__Labeled area outline entries__.
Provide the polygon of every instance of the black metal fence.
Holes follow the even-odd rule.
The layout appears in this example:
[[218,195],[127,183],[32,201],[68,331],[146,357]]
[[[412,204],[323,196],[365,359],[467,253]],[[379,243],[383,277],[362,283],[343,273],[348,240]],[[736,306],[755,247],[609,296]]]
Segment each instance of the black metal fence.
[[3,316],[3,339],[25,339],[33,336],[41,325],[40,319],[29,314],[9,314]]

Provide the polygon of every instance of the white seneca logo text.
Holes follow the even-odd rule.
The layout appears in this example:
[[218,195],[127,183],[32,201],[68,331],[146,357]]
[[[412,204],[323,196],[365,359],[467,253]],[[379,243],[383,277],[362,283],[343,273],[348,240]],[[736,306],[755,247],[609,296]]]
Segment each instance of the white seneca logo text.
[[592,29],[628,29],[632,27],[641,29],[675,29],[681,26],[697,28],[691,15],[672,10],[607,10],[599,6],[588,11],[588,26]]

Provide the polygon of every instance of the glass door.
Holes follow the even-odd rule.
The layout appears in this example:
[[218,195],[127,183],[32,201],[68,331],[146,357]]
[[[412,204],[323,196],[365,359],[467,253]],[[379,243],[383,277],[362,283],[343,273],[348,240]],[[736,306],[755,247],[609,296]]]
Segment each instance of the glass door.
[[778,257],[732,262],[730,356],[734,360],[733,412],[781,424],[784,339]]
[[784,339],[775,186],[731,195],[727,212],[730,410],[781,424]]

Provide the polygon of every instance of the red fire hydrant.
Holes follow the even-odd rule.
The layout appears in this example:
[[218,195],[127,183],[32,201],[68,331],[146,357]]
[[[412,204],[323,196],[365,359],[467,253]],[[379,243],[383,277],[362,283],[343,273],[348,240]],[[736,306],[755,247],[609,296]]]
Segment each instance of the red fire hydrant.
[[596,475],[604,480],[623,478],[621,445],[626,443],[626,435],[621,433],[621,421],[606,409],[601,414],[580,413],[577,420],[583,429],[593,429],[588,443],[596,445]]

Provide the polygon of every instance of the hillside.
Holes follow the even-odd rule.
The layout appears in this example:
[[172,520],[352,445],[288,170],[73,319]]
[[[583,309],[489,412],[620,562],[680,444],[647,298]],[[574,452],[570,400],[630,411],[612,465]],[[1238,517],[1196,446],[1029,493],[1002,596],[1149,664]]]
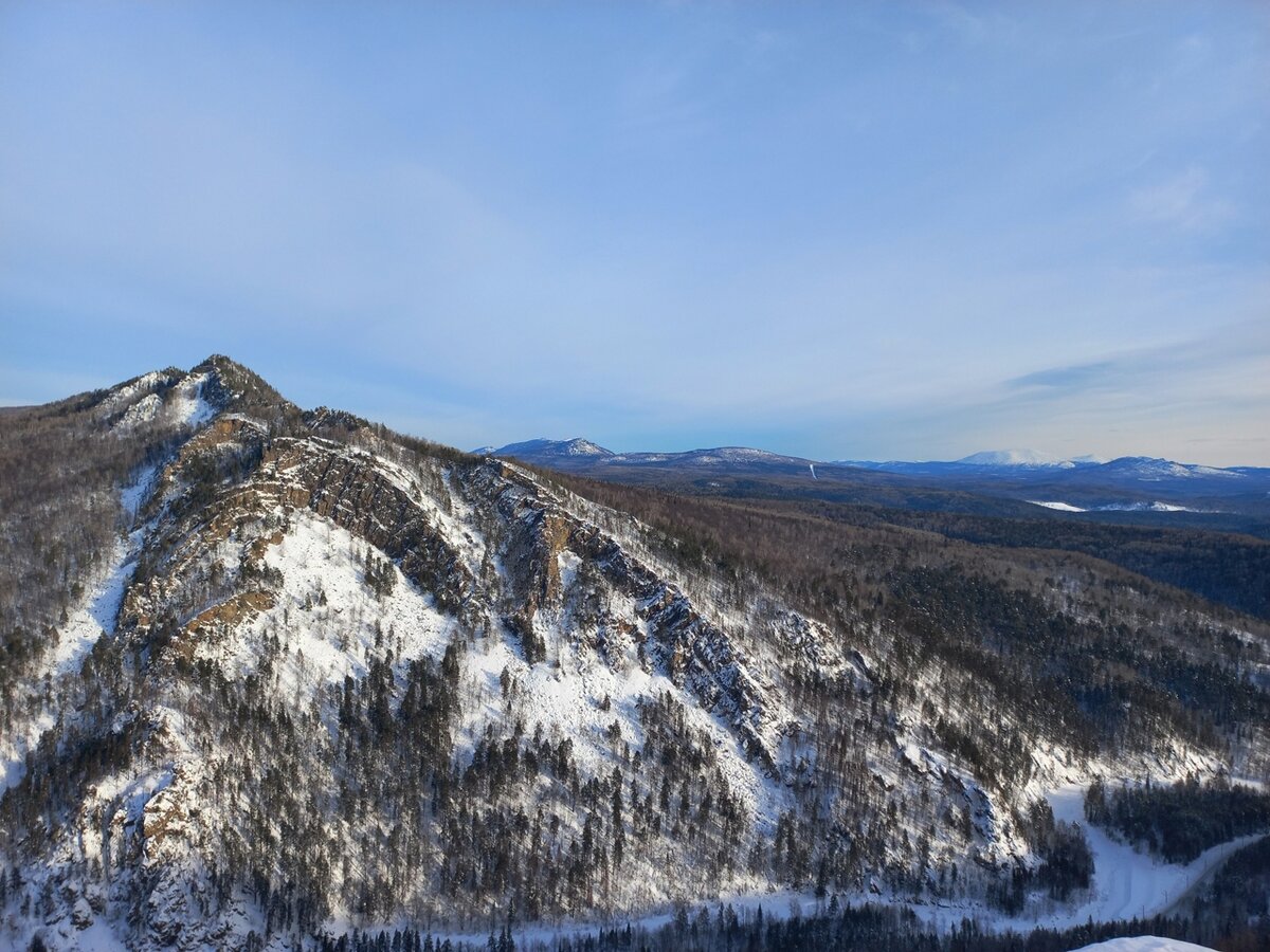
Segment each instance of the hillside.
[[461,453],[222,357],[0,416],[0,942],[1022,913],[1081,885],[1046,790],[1270,763],[1234,611]]

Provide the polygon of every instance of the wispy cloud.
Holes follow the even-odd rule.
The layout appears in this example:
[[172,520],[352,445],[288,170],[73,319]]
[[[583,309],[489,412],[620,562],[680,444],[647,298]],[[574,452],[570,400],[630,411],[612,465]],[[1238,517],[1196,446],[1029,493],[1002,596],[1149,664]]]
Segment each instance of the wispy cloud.
[[1184,231],[1215,228],[1234,217],[1234,204],[1213,193],[1198,166],[1135,189],[1129,207],[1139,221]]

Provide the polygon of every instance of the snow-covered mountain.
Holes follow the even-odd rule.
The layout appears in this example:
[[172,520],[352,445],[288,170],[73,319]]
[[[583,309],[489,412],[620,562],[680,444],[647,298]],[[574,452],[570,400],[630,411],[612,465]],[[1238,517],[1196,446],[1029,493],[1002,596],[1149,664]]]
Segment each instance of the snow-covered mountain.
[[806,527],[765,571],[221,357],[0,435],[0,944],[1040,896],[1046,788],[1270,746],[1261,630],[1093,562],[871,529],[784,584]]
[[481,447],[472,451],[478,456],[514,456],[525,459],[558,459],[569,457],[610,457],[612,451],[592,443],[589,439],[527,439],[523,443],[508,443],[505,447]]

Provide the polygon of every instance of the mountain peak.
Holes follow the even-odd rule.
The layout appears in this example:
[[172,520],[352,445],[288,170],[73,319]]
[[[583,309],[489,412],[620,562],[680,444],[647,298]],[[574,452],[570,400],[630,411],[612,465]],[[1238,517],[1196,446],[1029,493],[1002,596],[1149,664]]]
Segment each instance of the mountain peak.
[[965,466],[1059,466],[1063,461],[1036,449],[984,449],[958,462]]
[[488,456],[613,456],[611,449],[605,449],[598,443],[592,443],[589,439],[583,439],[582,437],[574,437],[573,439],[527,439],[522,443],[508,443],[505,447],[499,447],[498,449],[483,447],[476,452]]

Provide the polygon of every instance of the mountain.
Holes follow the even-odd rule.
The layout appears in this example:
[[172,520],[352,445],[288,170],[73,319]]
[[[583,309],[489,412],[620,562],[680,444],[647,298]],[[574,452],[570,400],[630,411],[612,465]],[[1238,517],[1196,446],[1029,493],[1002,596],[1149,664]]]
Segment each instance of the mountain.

__EXERCISE REQUIREMENTS__. Copy the items above verbatim, leaving out the pictures.

__TASK RESPONSE__.
Provide the polygon of every instance of the black metal fence.
Holes follow the even-odd rule.
The layout appears in this example:
[[218,195],[127,183],[32,201],[68,331],[146,357]]
[[[412,204],[323,196],[365,359],[467,253]],[[379,243],[383,277],[362,283],[343,273],[348,240]],[[736,306],[755,247],[609,296]]]
Segment each instance of the black metal fence.
[[3,316],[3,339],[25,339],[33,336],[41,325],[40,319],[29,314],[9,314]]

Provide the polygon of every instance of the white seneca logo text.
Holes follow the even-odd rule.
The layout appears in this example:
[[218,195],[127,183],[32,201],[68,331],[146,357]]
[[[412,204],[323,196],[365,359],[467,253]],[[379,243],[383,277],[362,283],[343,273],[348,240]],[[736,306],[755,247],[609,296]]]
Segment each instance of the white seneca logo text.
[[592,29],[628,29],[632,27],[641,29],[675,29],[681,26],[697,28],[691,15],[672,10],[607,10],[599,6],[588,11],[588,26]]

Provide the polygon of every instance of the glass door.
Holes follow the even-odd rule.
The layout appears in this example:
[[218,195],[127,183],[32,201],[68,331],[146,357]]
[[[412,204],[323,196],[365,359],[467,253]],[[379,243],[383,277],[362,283],[343,273],[348,240]],[[736,306],[755,247],[609,296]]]
Segment each instance of the glass door.
[[778,257],[732,262],[730,356],[734,360],[733,412],[781,424],[784,339]]
[[784,339],[775,186],[731,195],[727,212],[730,410],[781,424]]

Provide the polygon of every instance of the red fire hydrant.
Holes follow the even-odd rule.
The layout appears in this example:
[[218,195],[127,183],[32,201],[68,331],[146,357]]
[[[412,204],[323,196],[365,359],[467,253]],[[379,243],[383,277],[362,283],[343,273],[348,240]],[[736,306],[755,247],[609,296]]]
Segment each instance of the red fire hydrant.
[[596,475],[604,480],[623,478],[621,445],[626,443],[626,435],[621,433],[621,421],[606,409],[601,414],[580,413],[577,420],[583,429],[593,429],[588,443],[596,445]]

Provide the polygon of every instance of the hillside.
Holes follow the even-odd rule.
The layout appears in this example:
[[172,520],[352,445],[288,170],[73,319]]
[[[583,309],[489,412],[620,562],[680,444],[647,298]],[[574,452],[570,400],[630,411],[612,465]],[[1238,517],[1196,446],[1029,493],[1002,596],[1149,664]]]
Segment each instance of the hillside.
[[461,453],[222,357],[0,416],[0,942],[1022,913],[1081,885],[1046,790],[1270,763],[1234,611]]

Provide the polygon of every instance of the wispy cloud.
Holes follow the even-odd rule.
The layout appears in this example:
[[172,520],[352,445],[288,170],[73,319]]
[[[583,309],[489,412],[620,562],[680,444],[647,298]],[[574,452],[570,400],[630,411],[612,465]],[[1238,517],[1196,446],[1029,493],[1002,596],[1149,664]]]
Segment each instance of the wispy cloud.
[[1184,231],[1215,228],[1234,217],[1234,204],[1213,193],[1198,166],[1135,189],[1129,207],[1139,221]]

Provide the polygon of every instance of the snow-covered mountain.
Holes follow the even-odd rule.
The layout appears in this example:
[[172,520],[352,445],[288,170],[73,319]]
[[[583,309],[489,412],[620,562],[680,444],[647,298]],[[574,452],[570,400],[630,411],[612,465]],[[1238,517],[1196,446],[1029,493],[1002,596],[1149,664]]]
Segment each instance of the snow-covered mountain.
[[806,527],[765,571],[221,357],[0,435],[0,944],[1040,896],[1046,788],[1270,746],[1261,630],[1093,562],[871,529],[784,584]]
[[481,447],[472,451],[478,456],[514,456],[525,459],[558,459],[569,457],[610,457],[612,451],[592,443],[589,439],[527,439],[523,443],[508,443],[505,447]]

Provide the polygon of every instance of the mountain peak.
Holes follow the even-odd rule.
The layout appears in this example:
[[172,520],[352,445],[288,170],[73,319]]
[[[583,309],[489,412],[620,562],[680,444],[647,298]],[[574,452],[570,400],[630,411],[612,465]],[[1238,517],[1196,446],[1029,493],[1002,596],[1149,664]]]
Segment each instance of the mountain peak.
[[965,466],[1059,466],[1063,461],[1036,449],[984,449],[958,462]]
[[488,456],[613,456],[611,449],[605,449],[598,443],[592,443],[589,439],[583,439],[582,437],[574,437],[573,439],[527,439],[522,443],[508,443],[505,447],[499,447],[498,449],[483,447],[476,452]]

Provide the polygon of every instance of the mountain.
Holes follow the even-odd rule.
The layout appears in this example:
[[172,520],[352,445],[288,170],[73,319]]
[[[583,309],[489,412],[620,562],[680,444],[647,298]],[[574,452],[570,400],[630,411],[612,465]],[[1238,517],[1196,446],[1029,493],[1002,596],[1149,664]]]
Segment each instance of the mountain.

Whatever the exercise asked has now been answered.